• AIM:
Count the lines in the records below that contain the string "limestone", treating uppercase and lowercase letters as different. Give only the number.

• ENTRIES SHOWN:
——

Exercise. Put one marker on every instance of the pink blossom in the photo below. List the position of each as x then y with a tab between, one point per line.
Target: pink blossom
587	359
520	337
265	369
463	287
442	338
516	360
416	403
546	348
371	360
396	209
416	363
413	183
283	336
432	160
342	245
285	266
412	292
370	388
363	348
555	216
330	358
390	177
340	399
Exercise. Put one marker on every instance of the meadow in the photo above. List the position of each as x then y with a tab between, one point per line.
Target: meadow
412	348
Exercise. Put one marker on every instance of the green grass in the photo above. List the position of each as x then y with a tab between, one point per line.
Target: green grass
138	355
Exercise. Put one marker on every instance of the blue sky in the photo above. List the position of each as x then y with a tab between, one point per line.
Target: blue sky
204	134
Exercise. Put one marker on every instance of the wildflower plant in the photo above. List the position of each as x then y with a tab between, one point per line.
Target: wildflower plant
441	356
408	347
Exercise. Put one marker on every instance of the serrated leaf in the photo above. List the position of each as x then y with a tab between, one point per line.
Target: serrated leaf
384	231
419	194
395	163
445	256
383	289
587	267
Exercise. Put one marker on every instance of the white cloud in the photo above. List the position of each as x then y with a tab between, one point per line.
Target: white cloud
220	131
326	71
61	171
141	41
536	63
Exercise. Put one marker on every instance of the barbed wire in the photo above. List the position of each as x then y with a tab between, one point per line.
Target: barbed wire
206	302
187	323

——

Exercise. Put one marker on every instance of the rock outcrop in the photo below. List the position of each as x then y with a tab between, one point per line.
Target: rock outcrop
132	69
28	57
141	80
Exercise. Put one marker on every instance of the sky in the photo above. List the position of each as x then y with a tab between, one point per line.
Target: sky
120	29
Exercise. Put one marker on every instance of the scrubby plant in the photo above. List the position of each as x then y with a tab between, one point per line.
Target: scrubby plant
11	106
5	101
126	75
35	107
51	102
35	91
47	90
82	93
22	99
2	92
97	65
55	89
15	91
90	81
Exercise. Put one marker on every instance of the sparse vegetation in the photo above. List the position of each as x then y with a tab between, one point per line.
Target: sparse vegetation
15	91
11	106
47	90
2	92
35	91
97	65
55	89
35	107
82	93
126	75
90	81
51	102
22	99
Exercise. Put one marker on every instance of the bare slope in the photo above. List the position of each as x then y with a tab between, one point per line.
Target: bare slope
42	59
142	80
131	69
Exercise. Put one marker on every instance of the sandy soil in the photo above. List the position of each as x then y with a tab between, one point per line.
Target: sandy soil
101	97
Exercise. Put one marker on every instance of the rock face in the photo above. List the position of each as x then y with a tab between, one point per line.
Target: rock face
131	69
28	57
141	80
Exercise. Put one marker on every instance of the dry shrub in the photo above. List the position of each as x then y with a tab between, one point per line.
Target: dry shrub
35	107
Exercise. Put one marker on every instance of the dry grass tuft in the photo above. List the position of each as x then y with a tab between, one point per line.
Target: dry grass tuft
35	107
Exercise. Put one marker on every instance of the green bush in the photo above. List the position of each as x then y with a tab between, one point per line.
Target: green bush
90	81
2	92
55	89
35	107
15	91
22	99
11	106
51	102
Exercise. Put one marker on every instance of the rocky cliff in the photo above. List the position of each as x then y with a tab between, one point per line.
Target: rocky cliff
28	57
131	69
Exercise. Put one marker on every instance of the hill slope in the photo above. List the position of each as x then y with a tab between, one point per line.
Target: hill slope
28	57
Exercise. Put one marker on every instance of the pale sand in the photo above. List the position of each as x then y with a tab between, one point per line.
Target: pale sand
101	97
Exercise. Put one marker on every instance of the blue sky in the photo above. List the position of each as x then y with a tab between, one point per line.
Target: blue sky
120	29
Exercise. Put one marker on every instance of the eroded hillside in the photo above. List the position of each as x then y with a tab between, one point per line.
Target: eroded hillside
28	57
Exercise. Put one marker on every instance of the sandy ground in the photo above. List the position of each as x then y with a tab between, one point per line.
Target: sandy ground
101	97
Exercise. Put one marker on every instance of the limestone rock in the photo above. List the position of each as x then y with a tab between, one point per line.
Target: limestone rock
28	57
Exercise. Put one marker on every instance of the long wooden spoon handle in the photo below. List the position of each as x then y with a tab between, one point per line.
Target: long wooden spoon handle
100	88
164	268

——

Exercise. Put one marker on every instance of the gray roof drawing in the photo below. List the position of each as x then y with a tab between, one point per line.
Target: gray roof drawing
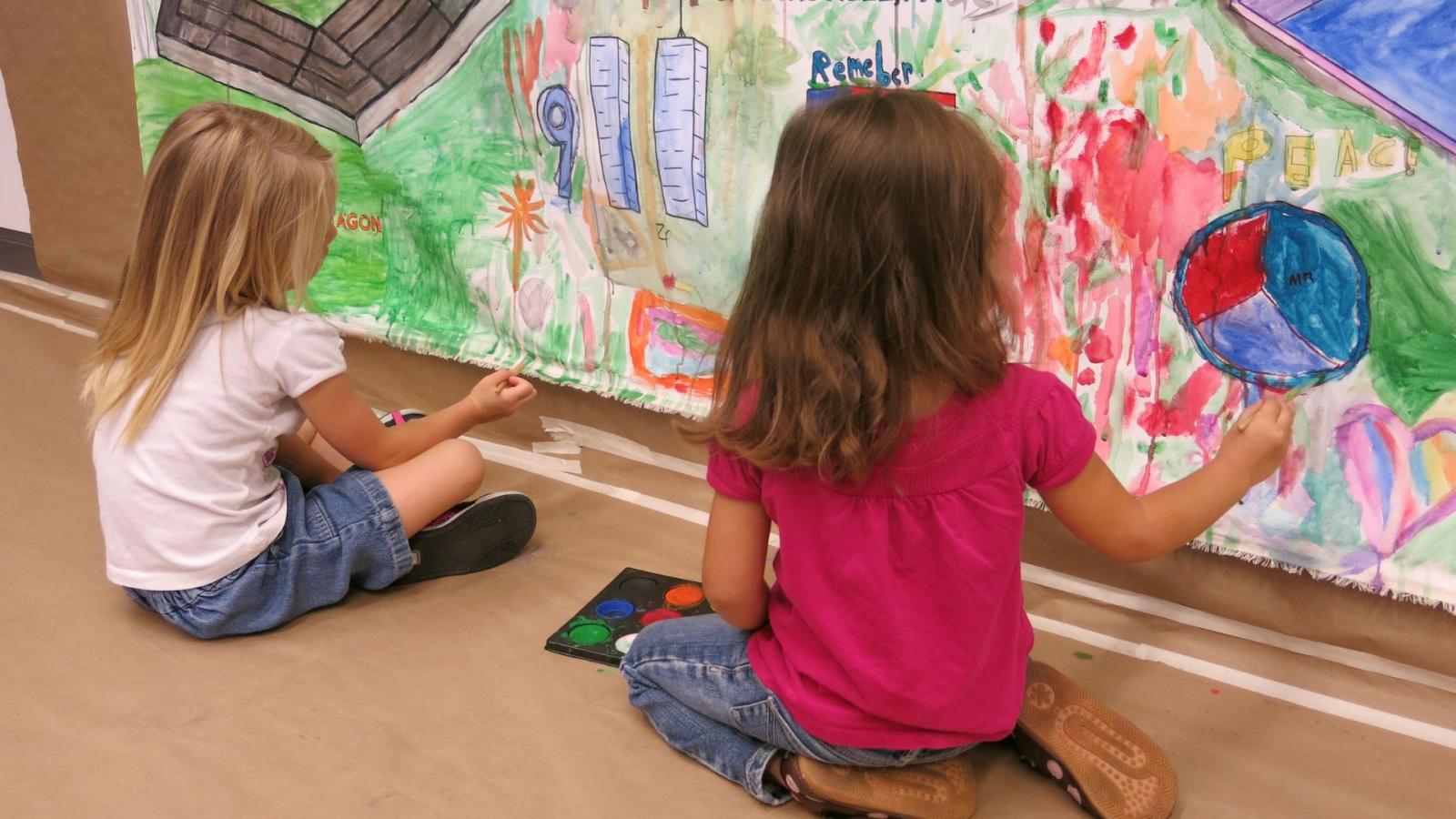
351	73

——

• FULL ANSWER:
2